**What is required**
Write out the lines from the line containing "1. Examine the image provided above and locate the antenna" through the final line of the listing below, exactly, omitting every other line.

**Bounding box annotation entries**
------------------------------------------------
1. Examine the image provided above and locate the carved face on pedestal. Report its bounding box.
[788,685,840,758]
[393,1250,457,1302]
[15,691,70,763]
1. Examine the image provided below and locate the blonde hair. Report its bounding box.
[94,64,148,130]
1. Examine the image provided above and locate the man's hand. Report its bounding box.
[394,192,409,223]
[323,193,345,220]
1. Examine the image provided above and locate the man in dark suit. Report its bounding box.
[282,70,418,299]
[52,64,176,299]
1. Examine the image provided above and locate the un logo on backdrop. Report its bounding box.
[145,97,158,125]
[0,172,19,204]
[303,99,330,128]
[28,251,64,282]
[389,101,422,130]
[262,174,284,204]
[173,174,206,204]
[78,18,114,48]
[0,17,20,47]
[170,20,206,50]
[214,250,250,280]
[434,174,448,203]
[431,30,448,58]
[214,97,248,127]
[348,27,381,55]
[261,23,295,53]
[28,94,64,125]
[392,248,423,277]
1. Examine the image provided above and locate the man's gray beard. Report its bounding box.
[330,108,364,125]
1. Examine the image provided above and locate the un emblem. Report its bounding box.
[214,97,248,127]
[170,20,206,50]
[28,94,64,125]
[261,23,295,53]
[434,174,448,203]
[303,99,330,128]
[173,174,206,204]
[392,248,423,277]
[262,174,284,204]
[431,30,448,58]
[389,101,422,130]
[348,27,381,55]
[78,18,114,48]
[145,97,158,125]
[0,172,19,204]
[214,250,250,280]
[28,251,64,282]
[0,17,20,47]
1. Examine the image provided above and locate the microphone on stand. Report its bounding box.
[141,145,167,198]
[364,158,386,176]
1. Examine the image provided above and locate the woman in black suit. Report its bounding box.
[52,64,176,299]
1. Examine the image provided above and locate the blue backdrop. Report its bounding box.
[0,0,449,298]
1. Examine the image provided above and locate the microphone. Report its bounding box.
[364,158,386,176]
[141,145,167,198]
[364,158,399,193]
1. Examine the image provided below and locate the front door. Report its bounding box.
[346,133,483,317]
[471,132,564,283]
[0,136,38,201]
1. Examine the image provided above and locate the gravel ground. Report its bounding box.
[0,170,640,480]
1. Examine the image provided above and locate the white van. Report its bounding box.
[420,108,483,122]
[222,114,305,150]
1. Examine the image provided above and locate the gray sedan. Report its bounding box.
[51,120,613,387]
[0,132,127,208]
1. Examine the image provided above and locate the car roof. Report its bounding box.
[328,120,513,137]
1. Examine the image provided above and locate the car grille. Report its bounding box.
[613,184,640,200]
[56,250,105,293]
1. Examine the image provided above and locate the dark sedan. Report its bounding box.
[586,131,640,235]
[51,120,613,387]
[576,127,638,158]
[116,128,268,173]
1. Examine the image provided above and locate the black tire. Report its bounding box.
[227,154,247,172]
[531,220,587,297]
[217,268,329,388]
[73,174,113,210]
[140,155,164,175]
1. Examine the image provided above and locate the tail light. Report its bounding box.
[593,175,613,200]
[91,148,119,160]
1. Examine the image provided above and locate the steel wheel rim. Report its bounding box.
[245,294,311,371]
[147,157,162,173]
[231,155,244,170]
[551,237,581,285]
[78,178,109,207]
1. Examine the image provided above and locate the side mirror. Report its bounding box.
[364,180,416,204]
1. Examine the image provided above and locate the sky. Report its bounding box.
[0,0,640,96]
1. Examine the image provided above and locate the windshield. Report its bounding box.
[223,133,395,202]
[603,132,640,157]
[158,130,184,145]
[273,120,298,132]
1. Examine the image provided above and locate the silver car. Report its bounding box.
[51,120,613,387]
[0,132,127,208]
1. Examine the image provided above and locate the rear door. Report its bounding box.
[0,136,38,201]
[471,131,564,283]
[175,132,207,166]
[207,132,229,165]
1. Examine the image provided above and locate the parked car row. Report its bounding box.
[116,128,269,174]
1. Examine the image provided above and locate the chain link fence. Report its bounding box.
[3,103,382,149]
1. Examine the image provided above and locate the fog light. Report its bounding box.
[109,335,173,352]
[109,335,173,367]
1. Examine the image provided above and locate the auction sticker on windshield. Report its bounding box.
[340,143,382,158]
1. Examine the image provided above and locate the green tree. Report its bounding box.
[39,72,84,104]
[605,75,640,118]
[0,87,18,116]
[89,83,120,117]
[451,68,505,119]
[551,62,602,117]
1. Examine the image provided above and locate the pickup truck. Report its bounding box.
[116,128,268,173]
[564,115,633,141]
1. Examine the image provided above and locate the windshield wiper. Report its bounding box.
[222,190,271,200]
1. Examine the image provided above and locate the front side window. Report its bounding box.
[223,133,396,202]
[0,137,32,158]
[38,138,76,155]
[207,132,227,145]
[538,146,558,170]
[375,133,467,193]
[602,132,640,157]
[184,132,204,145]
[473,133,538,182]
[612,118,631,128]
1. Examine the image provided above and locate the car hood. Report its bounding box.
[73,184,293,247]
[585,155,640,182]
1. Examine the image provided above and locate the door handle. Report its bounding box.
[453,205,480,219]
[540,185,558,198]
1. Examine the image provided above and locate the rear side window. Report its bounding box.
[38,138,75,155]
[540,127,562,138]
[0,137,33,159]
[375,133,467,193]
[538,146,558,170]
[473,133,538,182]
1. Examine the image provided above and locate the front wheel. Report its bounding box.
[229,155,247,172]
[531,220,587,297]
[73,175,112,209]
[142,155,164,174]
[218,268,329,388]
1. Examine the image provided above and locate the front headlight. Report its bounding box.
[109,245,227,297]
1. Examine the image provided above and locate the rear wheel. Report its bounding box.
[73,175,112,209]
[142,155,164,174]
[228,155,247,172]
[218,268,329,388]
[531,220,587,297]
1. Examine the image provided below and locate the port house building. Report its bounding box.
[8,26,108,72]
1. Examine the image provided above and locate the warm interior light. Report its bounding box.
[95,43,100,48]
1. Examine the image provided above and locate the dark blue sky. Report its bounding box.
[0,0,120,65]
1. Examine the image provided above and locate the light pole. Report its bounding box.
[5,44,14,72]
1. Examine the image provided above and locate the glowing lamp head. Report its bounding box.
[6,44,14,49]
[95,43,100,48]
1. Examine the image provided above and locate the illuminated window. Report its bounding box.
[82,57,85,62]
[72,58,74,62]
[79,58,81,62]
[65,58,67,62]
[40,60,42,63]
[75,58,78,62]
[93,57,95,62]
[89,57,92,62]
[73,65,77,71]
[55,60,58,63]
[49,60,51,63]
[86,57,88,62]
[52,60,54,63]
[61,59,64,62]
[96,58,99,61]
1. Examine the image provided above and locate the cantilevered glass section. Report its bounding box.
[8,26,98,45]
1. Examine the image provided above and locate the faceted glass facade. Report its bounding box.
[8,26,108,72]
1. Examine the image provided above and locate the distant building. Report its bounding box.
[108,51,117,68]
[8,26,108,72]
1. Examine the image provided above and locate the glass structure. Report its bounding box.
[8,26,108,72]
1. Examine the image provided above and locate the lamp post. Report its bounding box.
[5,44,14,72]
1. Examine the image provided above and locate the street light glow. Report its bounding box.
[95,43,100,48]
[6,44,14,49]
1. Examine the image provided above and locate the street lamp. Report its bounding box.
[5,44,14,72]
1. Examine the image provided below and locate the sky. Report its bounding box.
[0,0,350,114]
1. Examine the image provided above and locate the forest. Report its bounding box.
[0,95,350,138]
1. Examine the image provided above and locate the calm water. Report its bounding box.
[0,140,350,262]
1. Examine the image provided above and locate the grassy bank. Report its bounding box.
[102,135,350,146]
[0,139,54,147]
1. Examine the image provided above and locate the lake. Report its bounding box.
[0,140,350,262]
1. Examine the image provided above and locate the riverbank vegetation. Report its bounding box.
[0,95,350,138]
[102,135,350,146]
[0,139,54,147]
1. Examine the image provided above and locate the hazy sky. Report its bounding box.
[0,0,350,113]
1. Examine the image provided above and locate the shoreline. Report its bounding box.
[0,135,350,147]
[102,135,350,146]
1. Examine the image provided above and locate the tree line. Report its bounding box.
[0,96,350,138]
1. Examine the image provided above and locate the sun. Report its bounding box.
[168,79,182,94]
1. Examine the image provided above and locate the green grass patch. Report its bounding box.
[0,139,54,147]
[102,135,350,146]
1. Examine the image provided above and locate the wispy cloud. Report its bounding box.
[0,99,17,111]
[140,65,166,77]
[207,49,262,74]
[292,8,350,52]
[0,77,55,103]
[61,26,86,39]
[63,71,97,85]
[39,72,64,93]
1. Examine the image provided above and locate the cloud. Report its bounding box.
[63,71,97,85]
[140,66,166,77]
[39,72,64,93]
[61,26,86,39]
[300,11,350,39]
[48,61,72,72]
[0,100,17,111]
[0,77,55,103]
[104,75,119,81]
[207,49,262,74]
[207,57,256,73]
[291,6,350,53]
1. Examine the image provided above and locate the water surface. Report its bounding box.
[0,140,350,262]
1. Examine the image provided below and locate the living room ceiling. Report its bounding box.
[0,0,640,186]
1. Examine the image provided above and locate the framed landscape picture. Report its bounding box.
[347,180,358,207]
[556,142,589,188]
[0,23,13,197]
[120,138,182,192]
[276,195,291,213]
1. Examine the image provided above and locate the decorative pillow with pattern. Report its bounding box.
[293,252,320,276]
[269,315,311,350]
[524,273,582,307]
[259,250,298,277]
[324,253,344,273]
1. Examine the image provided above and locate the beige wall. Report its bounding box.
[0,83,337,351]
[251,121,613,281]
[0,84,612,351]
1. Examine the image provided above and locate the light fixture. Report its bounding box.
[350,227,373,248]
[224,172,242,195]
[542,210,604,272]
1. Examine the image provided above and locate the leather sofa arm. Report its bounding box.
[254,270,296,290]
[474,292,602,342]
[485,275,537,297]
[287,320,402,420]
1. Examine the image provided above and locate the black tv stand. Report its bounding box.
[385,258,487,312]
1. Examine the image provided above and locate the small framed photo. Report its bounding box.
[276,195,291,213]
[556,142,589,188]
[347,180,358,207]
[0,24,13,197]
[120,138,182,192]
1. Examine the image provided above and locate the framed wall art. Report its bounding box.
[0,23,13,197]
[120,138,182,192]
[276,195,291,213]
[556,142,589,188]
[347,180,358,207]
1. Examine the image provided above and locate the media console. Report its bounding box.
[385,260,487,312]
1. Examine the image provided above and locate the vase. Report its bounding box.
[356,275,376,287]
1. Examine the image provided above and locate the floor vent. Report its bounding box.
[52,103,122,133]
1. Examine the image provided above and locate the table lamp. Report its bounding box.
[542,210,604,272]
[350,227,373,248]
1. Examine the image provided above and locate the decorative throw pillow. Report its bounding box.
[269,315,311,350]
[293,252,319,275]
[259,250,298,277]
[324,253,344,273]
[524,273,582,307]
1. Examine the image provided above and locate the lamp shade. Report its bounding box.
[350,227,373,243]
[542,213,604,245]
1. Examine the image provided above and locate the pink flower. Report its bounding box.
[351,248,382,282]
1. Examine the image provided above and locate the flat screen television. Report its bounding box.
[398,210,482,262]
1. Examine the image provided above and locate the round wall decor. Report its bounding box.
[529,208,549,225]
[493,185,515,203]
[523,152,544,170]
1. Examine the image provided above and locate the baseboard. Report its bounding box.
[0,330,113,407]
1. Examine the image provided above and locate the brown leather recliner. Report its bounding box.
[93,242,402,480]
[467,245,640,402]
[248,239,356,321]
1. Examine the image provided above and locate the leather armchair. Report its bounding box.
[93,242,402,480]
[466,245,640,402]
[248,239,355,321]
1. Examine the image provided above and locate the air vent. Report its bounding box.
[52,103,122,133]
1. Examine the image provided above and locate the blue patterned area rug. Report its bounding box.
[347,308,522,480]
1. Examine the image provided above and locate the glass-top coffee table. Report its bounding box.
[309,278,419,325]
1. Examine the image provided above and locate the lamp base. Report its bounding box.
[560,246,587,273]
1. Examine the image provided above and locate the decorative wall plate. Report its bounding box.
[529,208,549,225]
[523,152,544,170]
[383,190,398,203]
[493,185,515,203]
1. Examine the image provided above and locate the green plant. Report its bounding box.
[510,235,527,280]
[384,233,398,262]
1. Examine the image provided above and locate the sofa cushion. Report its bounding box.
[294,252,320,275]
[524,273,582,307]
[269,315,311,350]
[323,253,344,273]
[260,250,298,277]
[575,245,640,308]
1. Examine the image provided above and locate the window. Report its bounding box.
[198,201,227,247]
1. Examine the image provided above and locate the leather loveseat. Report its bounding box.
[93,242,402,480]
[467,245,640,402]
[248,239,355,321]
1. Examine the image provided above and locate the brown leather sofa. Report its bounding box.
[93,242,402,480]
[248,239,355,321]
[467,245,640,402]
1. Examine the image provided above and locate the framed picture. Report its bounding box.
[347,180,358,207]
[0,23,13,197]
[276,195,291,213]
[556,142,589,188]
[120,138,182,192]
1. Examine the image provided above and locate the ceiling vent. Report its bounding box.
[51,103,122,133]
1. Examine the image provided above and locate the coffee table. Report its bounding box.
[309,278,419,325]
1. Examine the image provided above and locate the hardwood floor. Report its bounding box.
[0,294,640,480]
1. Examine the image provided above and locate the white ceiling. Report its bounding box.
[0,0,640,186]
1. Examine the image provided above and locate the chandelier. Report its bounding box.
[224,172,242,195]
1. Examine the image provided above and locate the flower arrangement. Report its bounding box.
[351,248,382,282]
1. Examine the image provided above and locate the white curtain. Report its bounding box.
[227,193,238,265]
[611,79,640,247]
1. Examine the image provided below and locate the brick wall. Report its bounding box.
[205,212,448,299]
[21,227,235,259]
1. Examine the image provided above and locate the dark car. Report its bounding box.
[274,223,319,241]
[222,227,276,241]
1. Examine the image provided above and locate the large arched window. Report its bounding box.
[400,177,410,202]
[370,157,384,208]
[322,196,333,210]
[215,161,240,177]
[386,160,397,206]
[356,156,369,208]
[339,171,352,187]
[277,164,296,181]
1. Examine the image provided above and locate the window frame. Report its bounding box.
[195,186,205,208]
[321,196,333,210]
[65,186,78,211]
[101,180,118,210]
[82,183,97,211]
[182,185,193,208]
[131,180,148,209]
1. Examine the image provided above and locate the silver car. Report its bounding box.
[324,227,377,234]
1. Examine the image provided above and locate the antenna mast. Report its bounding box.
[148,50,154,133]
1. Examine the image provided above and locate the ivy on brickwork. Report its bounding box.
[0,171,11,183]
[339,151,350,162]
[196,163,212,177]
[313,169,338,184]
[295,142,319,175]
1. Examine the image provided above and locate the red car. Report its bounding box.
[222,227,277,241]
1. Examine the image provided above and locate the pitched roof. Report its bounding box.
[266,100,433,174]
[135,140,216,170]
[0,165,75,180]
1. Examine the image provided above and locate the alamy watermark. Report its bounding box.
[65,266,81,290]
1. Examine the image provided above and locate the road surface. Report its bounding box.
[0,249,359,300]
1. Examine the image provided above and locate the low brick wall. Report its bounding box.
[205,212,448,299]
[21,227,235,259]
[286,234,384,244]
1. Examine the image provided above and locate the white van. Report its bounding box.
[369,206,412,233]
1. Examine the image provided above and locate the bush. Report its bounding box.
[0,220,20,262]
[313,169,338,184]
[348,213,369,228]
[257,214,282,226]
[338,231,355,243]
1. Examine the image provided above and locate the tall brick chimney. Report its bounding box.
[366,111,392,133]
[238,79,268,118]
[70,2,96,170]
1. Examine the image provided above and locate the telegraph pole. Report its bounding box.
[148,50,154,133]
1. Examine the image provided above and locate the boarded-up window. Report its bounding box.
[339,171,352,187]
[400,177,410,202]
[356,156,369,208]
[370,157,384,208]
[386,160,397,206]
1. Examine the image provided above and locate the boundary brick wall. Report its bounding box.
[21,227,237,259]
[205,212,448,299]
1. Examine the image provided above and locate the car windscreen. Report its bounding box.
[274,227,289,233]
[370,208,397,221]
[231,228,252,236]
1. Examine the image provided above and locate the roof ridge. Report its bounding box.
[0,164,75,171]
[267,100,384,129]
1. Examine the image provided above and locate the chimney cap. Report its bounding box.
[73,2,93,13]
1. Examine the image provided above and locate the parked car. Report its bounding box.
------------------------------------------------
**Correct result**
1. Examine the image provided above and locate the antenna mast. Report its bounding box.
[148,50,154,133]
1. Examine the image provided above and locate the ivy on brickwork. Report its bounding box.
[0,171,11,183]
[339,151,350,162]
[196,163,212,177]
[313,169,338,184]
[295,142,319,175]
1. Examine the image provided above and locate the red car. Report its bounding box.
[222,227,277,241]
1. Examine the image provided above and locate the pitched roof. Report its bounding box.
[266,100,433,174]
[135,140,216,170]
[0,165,75,180]
1. Examine the image provided above and locate the alamy watermark. Report its bounding box.
[65,266,81,290]
1. Examine the image provided above and locate the road surface. Report its bounding box.
[0,249,359,300]
1. Examine the image provided above and locate the low brick wall. Report its bounding box.
[205,212,448,299]
[21,227,235,259]
[286,234,384,244]
1. Examine the image provided above and locate the white van. Report its bounding box.
[369,206,412,233]
1. Examine the image provided above and locate the bush. Report its bounding box.
[0,220,20,262]
[313,169,338,184]
[348,213,369,228]
[257,214,282,226]
[338,231,355,243]
1. Examine the image provided above and locate the tall brick chimney. Report its bounding box.
[366,111,392,133]
[238,79,268,118]
[70,2,96,170]
1. Examine the image provided above and locate the telegraph pole. Report its bounding box.
[148,50,154,133]
1. Examine the image provided above and locate the boarded-up window. Report its bounding box.
[339,171,352,187]
[400,177,410,202]
[356,156,369,208]
[370,157,384,208]
[386,160,397,206]
1. Examine the image provided above and locate the boundary brick wall. Report its bounding box.
[21,227,237,259]
[205,212,448,299]
1. Examine the image provided above and locate the car windscreen. Report its bounding box.
[274,227,289,233]
[370,208,397,221]
[231,228,252,236]
1. Examine the image provided above and locate the roof ridge. Report its bounding box.
[0,164,75,171]
[267,100,384,129]
1. Examine the image provided above and locate the chimney cap. Report its bounding box.
[73,2,93,13]
1. Examine the image provided above and locate the parked car. Report its bounding box.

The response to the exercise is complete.